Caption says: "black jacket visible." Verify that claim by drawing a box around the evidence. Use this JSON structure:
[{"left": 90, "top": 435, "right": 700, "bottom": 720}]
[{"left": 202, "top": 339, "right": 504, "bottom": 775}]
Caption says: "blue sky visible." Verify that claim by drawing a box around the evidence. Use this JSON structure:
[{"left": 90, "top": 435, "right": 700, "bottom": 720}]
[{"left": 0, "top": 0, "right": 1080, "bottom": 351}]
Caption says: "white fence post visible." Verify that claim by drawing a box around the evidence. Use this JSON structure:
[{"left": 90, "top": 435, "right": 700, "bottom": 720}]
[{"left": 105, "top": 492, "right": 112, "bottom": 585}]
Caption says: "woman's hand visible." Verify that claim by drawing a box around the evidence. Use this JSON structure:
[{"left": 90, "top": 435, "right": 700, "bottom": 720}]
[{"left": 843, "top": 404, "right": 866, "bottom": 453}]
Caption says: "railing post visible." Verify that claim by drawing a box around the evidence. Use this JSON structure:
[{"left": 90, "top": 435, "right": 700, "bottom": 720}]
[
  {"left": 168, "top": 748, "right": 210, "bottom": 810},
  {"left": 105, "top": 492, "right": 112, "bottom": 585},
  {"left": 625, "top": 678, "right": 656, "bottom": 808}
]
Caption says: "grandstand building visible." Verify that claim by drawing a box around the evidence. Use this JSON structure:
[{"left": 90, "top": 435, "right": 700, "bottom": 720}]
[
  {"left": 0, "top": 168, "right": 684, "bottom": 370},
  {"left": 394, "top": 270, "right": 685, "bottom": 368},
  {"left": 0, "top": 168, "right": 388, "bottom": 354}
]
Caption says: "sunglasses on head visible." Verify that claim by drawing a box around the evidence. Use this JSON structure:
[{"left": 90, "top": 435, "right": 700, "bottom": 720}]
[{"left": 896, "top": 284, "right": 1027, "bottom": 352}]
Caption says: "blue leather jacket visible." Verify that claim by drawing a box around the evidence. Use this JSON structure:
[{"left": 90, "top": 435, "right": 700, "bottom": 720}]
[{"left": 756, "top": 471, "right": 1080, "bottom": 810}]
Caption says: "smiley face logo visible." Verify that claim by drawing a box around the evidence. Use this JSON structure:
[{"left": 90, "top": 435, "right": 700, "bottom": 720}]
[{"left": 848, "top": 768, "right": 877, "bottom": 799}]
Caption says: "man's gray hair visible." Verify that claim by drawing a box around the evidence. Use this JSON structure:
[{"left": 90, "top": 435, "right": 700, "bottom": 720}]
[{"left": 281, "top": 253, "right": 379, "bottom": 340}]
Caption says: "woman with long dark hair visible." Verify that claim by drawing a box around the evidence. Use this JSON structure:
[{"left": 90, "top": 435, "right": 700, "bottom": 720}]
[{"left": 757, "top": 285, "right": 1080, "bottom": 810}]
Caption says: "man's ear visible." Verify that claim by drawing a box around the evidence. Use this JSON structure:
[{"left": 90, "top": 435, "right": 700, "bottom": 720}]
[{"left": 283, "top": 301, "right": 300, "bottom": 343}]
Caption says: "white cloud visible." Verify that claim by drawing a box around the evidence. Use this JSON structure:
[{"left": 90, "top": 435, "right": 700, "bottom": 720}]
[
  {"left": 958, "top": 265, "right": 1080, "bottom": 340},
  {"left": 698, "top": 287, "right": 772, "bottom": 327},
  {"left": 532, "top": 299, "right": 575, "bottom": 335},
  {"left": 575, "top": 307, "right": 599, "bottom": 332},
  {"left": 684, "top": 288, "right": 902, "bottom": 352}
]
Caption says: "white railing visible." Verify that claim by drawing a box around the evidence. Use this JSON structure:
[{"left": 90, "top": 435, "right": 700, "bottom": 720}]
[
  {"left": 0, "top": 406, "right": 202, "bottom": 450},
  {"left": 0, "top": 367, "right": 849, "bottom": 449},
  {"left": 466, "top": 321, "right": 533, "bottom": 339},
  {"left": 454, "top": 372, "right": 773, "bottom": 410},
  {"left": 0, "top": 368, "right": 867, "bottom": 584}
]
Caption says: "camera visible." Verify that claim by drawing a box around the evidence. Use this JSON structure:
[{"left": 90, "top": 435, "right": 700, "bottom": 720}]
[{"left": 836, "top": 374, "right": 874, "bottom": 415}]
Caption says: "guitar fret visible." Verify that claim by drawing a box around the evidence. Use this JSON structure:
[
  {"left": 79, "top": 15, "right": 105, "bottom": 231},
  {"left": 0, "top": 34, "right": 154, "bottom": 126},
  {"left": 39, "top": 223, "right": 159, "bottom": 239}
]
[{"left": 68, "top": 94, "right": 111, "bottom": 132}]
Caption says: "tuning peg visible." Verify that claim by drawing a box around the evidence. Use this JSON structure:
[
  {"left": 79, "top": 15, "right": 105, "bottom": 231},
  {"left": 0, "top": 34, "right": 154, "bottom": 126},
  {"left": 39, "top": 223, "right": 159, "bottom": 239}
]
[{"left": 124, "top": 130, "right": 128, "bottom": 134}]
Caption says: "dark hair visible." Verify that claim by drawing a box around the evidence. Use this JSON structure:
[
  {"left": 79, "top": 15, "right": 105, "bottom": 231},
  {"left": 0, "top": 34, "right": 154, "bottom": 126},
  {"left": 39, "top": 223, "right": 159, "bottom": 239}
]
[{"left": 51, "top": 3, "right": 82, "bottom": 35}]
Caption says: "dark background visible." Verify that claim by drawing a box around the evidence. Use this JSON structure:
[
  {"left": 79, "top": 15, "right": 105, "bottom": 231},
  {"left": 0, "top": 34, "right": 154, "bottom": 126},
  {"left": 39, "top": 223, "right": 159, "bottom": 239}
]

* * *

**REQUEST**
Output each record precisely as given.

**ANSWER TO THE EXERCISE**
Caption says: "black jacket visible." Verify that claim by drawing a box around the evidence. Use this JSON structure:
[{"left": 90, "top": 435, "right": 700, "bottom": 720}]
[{"left": 202, "top": 339, "right": 504, "bottom": 775}]
Caption says: "blue sky visible." Verify that claim by drawing a box around the evidence. Use this JSON structure:
[{"left": 90, "top": 435, "right": 700, "bottom": 720}]
[{"left": 0, "top": 0, "right": 1080, "bottom": 351}]
Caption says: "white fence post visible." Verify that claim by drawing a box around the evidence. Use this JSON structure:
[{"left": 90, "top": 435, "right": 700, "bottom": 720}]
[{"left": 105, "top": 492, "right": 112, "bottom": 585}]
Caption says: "woman's hand visible." Verify that claim by drawing a box around the evidence. Use this JSON structure:
[{"left": 90, "top": 435, "right": 700, "bottom": 720}]
[{"left": 843, "top": 404, "right": 866, "bottom": 453}]
Caption says: "railing post visible." Verify that claim by drawing a box around the evidence. Use this JSON structure:
[{"left": 90, "top": 435, "right": 700, "bottom": 720}]
[
  {"left": 168, "top": 748, "right": 210, "bottom": 810},
  {"left": 105, "top": 492, "right": 112, "bottom": 585},
  {"left": 625, "top": 678, "right": 656, "bottom": 808}
]
Caption says: "grandstand building visible." Verify that claim by drawing a box around the evidence. Use this JSON structure:
[{"left": 90, "top": 435, "right": 700, "bottom": 720}]
[
  {"left": 0, "top": 168, "right": 684, "bottom": 370},
  {"left": 394, "top": 270, "right": 685, "bottom": 368},
  {"left": 0, "top": 168, "right": 388, "bottom": 354}
]
Caption says: "sunglasses on head visible." Verify that claim by drawing a box around the evidence. Use this JSON structure:
[{"left": 90, "top": 435, "right": 700, "bottom": 720}]
[{"left": 896, "top": 284, "right": 1027, "bottom": 352}]
Caption says: "blue leather jacket visible." Verify that claim by drawing a box around the evidence. Use this JSON structure:
[{"left": 90, "top": 435, "right": 700, "bottom": 720}]
[{"left": 756, "top": 471, "right": 1080, "bottom": 810}]
Caption says: "smiley face logo visible." Verify that claim by drawing a box around the evidence. Use this JSON structure:
[{"left": 90, "top": 435, "right": 700, "bottom": 720}]
[{"left": 848, "top": 768, "right": 877, "bottom": 799}]
Caption says: "man's gray hair visible." Verify that claim by drawing a box around the evidence. Use this JSON structure:
[{"left": 90, "top": 435, "right": 700, "bottom": 720}]
[{"left": 281, "top": 253, "right": 379, "bottom": 340}]
Caption says: "woman with long dark hair visible." Verify that claim by drawing a box around the evidence. Use this JSON structure:
[{"left": 90, "top": 435, "right": 700, "bottom": 720}]
[{"left": 757, "top": 285, "right": 1080, "bottom": 810}]
Caption says: "man's ear visible." Verify that claim by drawing a box around the evidence. Use this JSON structure:
[{"left": 90, "top": 435, "right": 700, "bottom": 720}]
[{"left": 283, "top": 301, "right": 300, "bottom": 343}]
Caption says: "white cloud visible." Verify that claim by drawing a box around the evidence. Use this JSON structure:
[{"left": 90, "top": 435, "right": 700, "bottom": 720}]
[
  {"left": 958, "top": 265, "right": 1080, "bottom": 340},
  {"left": 698, "top": 287, "right": 772, "bottom": 327},
  {"left": 532, "top": 299, "right": 575, "bottom": 335},
  {"left": 575, "top": 307, "right": 599, "bottom": 332},
  {"left": 684, "top": 288, "right": 902, "bottom": 352}
]
Caption says: "white railing visible." Verify that claim by drawing a box around the evidence. Use this JSON structure:
[{"left": 90, "top": 435, "right": 700, "bottom": 720}]
[
  {"left": 0, "top": 406, "right": 202, "bottom": 450},
  {"left": 0, "top": 367, "right": 849, "bottom": 449},
  {"left": 466, "top": 321, "right": 533, "bottom": 339},
  {"left": 454, "top": 372, "right": 773, "bottom": 410},
  {"left": 0, "top": 368, "right": 867, "bottom": 584}
]
Caption says: "camera visible." Verify that claim by drawing a box around the evidence. Use this JSON structure:
[{"left": 90, "top": 435, "right": 700, "bottom": 720}]
[{"left": 836, "top": 374, "right": 874, "bottom": 415}]
Caption says: "guitar fret visible." Verify that claim by drawing a box around the evidence. Use this JSON structure:
[
  {"left": 79, "top": 15, "right": 105, "bottom": 231},
  {"left": 0, "top": 34, "right": 154, "bottom": 126},
  {"left": 39, "top": 223, "right": 159, "bottom": 239}
]
[{"left": 68, "top": 94, "right": 111, "bottom": 132}]
Caption says: "tuning peg visible." Verify that claim by drawing a box around the evidence. Use this JSON structure:
[
  {"left": 79, "top": 15, "right": 105, "bottom": 231},
  {"left": 0, "top": 34, "right": 154, "bottom": 126},
  {"left": 39, "top": 223, "right": 159, "bottom": 239}
]
[{"left": 124, "top": 130, "right": 128, "bottom": 134}]
Caption says: "dark hair visible." Verify that claim by drawing a box around the evidence. Use this JSON structure:
[
  {"left": 79, "top": 15, "right": 105, "bottom": 231},
  {"left": 0, "top": 34, "right": 154, "bottom": 126},
  {"left": 39, "top": 223, "right": 159, "bottom": 239}
]
[{"left": 51, "top": 3, "right": 82, "bottom": 35}]
Caption says: "dark background visible." Verify that claim by drawing a box around the evidence. Use this JSON structure:
[
  {"left": 79, "top": 15, "right": 105, "bottom": 231},
  {"left": 0, "top": 34, "right": 154, "bottom": 126},
  {"left": 39, "top": 223, "right": 159, "bottom": 239}
]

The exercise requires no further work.